Work request —
Please reproduce all of the lines below, word for word and in full.

Records provided —

***

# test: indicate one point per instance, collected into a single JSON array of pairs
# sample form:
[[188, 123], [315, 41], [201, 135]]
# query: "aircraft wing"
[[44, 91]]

***

Output for this task —
# test: indicate one point per instance, collected into a single JSON array of pairs
# sample form:
[[188, 123], [315, 41], [201, 135]]
# query: "aircraft wing"
[[44, 91]]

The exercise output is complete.